• [Source document]:
· · · ·
John Maindonald wrote:

Chris Lloyd wrote:

Replying to John. If you plot price against say carats, you will see the truncation very clearly (at about $19,000).

Chris, the real issue is that the distribution of values of 'carat' is strongly banded, which gives the dark vertical bands in the plots to which you refer.  Most of the points are concentrated in these bands, so that one does not see the dropoff in density as the price increases.  One needs to use smoothScatter() or an equivalent to see a more visually meaningful picture.  I am attaching the plot from
with(ggplot::diamonds,(smoothScatter(carat,price)))

Or, repeat the ggplot2 plot with a small enough sample of data that the dark bands separate out to show the separate points.  Possibly also an issue is that only for higher valued diamonds is there finesse in setting the carat, setting it higher and moving the carat measures for high dollar diamonds up and away from the dark vertical bands. The second plot is from a sample of 1000 points.
· · · ·
• [Dataset excerpts]:

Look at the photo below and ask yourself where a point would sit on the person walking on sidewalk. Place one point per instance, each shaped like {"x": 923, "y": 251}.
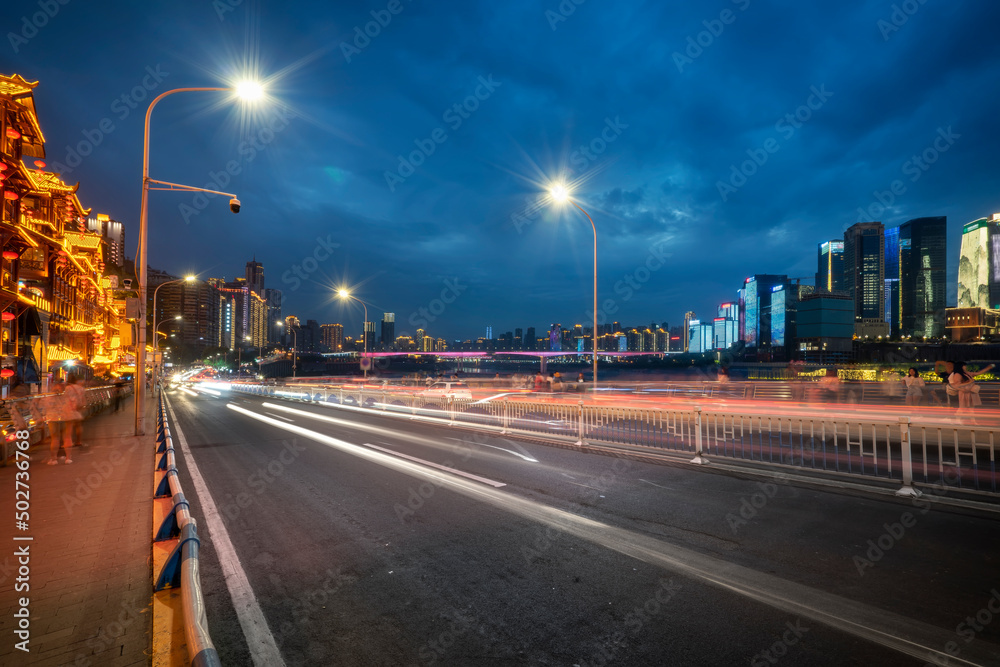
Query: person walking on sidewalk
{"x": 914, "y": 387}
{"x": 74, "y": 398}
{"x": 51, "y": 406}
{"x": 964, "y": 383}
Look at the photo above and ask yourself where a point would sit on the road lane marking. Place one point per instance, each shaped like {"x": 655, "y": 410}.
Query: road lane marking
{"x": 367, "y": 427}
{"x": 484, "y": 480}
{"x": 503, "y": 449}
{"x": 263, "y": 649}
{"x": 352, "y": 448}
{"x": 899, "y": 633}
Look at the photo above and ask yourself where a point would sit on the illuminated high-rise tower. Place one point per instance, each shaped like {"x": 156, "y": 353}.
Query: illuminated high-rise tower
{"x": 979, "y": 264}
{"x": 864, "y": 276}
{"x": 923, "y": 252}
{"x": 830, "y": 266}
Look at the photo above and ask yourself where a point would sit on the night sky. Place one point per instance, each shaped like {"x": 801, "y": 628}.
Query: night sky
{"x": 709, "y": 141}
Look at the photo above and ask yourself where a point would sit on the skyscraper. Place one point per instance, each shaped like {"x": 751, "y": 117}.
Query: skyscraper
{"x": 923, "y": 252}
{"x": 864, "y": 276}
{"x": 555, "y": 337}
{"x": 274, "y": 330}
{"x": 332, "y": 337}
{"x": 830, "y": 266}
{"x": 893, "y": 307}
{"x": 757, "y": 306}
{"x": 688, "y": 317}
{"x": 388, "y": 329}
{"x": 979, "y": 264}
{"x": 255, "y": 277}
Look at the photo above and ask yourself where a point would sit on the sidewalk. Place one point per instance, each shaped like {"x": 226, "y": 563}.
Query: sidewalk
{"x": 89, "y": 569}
· · · ·
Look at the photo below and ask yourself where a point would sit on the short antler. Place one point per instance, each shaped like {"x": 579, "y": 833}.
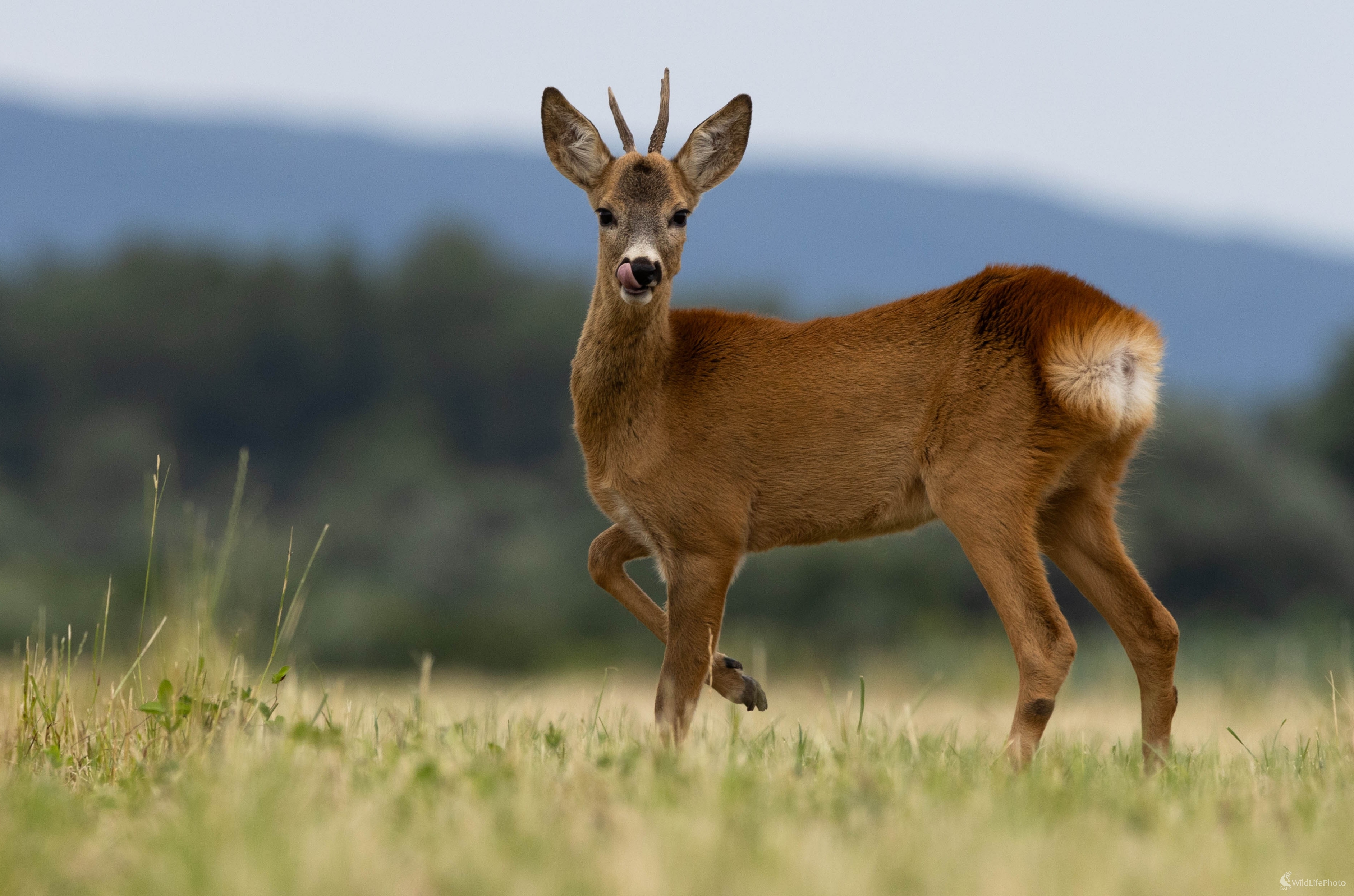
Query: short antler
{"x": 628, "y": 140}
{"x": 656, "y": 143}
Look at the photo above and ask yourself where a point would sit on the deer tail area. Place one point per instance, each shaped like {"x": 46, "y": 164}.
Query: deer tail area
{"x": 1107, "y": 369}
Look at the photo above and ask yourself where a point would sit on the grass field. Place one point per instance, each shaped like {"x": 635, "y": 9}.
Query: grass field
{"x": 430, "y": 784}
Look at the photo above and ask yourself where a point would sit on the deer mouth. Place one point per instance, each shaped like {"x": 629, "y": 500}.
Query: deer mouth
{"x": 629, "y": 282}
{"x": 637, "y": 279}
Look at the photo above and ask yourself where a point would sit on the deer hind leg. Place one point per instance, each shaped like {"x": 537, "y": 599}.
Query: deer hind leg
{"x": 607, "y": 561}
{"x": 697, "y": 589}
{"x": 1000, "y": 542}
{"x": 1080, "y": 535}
· · · ·
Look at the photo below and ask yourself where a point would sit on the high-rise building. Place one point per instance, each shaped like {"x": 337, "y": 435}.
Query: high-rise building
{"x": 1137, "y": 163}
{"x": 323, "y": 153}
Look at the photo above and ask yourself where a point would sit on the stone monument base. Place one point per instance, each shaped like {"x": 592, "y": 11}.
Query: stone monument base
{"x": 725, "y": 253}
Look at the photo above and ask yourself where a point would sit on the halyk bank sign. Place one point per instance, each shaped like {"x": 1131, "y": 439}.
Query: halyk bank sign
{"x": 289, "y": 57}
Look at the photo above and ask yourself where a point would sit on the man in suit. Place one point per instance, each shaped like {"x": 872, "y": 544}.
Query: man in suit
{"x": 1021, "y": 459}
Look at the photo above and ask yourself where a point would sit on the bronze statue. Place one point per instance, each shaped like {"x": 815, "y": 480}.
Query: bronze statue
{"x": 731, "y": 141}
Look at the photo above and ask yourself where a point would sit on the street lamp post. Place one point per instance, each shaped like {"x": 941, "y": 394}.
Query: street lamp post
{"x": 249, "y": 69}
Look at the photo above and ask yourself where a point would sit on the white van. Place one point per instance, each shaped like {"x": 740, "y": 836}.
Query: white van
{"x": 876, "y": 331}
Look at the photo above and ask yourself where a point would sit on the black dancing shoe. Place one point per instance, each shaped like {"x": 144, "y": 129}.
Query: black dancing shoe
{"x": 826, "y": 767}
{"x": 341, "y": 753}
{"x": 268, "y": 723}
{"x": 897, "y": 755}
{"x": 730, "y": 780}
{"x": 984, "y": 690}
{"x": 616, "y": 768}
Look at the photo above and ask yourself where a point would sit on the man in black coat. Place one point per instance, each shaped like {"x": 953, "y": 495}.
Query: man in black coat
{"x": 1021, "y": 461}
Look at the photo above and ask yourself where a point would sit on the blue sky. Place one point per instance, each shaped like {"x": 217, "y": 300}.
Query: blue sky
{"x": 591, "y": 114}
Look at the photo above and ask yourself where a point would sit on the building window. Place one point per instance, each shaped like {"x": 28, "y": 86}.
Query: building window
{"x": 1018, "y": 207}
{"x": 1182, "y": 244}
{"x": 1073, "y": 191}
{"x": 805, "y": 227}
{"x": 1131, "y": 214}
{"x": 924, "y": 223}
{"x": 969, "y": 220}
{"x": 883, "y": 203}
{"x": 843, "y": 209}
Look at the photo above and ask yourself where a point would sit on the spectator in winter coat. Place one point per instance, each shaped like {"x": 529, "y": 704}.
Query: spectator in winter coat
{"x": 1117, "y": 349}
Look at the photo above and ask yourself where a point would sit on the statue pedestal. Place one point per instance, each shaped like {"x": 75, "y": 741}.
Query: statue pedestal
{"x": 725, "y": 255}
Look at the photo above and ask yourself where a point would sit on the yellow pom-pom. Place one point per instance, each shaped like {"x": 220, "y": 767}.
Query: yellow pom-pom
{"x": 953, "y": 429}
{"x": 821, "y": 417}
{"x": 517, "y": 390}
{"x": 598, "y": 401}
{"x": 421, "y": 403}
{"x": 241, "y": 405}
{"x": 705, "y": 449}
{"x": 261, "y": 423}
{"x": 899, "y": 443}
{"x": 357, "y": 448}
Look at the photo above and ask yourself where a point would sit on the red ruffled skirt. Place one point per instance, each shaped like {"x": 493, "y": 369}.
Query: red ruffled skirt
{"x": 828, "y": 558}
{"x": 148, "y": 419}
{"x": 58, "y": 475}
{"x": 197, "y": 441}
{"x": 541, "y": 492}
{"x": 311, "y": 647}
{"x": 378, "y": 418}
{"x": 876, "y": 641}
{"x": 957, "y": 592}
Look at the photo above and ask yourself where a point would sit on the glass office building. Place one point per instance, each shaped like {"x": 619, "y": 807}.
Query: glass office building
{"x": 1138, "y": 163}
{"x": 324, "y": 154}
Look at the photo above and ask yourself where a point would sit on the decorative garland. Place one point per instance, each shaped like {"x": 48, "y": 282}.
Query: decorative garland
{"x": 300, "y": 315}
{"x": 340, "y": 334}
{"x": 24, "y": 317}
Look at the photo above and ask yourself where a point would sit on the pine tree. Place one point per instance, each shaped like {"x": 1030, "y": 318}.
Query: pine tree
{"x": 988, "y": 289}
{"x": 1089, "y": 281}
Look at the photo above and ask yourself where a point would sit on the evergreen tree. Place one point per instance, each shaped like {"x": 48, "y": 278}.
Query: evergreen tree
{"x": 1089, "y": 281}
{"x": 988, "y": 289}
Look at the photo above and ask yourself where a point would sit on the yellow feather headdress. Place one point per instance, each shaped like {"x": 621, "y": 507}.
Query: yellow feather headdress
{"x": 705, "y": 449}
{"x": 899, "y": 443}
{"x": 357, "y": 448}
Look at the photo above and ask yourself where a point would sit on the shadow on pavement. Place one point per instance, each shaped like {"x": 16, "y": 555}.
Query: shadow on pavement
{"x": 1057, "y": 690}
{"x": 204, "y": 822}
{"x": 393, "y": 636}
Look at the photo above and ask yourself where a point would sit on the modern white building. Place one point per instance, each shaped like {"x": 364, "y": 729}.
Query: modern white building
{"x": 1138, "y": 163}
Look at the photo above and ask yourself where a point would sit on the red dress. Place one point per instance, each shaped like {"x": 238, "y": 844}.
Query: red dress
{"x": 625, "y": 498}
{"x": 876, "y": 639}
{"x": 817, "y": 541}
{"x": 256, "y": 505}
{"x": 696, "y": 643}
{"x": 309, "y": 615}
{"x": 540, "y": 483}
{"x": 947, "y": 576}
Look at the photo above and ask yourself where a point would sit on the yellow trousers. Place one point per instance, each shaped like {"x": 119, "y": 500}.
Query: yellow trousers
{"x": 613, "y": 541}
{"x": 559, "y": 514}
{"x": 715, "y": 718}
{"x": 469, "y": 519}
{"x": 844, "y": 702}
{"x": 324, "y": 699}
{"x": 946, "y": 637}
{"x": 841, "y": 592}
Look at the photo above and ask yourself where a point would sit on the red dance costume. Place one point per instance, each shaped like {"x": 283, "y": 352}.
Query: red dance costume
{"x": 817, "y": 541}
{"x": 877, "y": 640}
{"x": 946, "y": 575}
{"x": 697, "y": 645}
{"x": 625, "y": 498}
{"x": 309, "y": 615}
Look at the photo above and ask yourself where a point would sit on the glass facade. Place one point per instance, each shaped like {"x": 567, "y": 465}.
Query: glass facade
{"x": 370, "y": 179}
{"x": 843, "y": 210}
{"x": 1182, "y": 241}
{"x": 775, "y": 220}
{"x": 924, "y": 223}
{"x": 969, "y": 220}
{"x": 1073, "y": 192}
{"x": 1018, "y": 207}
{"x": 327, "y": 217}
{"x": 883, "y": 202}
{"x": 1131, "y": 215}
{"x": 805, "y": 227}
· · · ·
• [To be done]:
[1] Rewrite the passage of the forum thread on diamond price plots from "Chris, the real" to "of 1000 points.", replacing "dark vertical bands" with "dense vertical stripes".
[2] Extend the forum thread on diamond price plots, picking up after its final sentence.
The data has no connection to the forum thread on diamond price plots.

• [Per-task outputs]:
[1]
Chris, the real issue is that the distribution of values of 'carat' is strongly banded, which gives the dense vertical stripes in the plots to which you refer.  Most of the points are concentrated in these bands, so that one does not see the dropoff in density as the price increases.  One needs to use smoothScatter() or an equivalent to see a more visually meaningful picture.  I am attaching the plot from
with(ggplot::diamonds,(smoothScatter(carat,price)))

Or, repeat the ggplot2 plot with a small enough sample of data that the dark bands separate out to show the separate points.  Possibly also an issue is that only for higher valued diamonds is there finesse in setting the carat, setting it higher and moving the carat measures for high dollar diamonds up and away from the dense vertical stripes. The second plot is from a sample of 1000 points.

[2]
samp1K <- diamonds[sample(1:nrow(diamonds),1000),]
ggplot(aes(x=carat, y=price), data=samp1K) +
    geom_point(fill=I("#F79420"), color=I("black"), shape=21) +
    scale_x_continuous(lim = c(0, quantile(diamonds$carat, 0.99)) ) +
    scale_y_continuous(lim = c(0, quantile(diamonds$price, 0.99)) ) +
    ggtitle("Diamonds: Price vs. Carat")

I do not agree that the verical bands with respect to carats are a problem. That is the DATA!!! No jeweler in history every sold a 0.99 carat diamond. I can see that you ahve not taught in a b-school! Haha.  While the price penalty at whole carats is hard to see in a plot, this does not mean is cannot be well estimated. And the effect is clear in a parametric regression with dummies for price discontinuities.

There is a 2023 paper that compares the performance of a number of different machine learning approaches with this 'Diamonds' dataset, with random forests coming out on top.

Kigo, S.N., Omondi, E.O. & Omolo, B.O. Assessing predictive performance of supervised machine learning algorithms for a diamond pricing model. Sci Rep 13, 17315 (2023). https://doi.org/10.1038/s41598-023-44326-w

The article states that "The dataset contains information on approximately 53,000 diamonds sold by a US-based retailer between 2008 and 2018."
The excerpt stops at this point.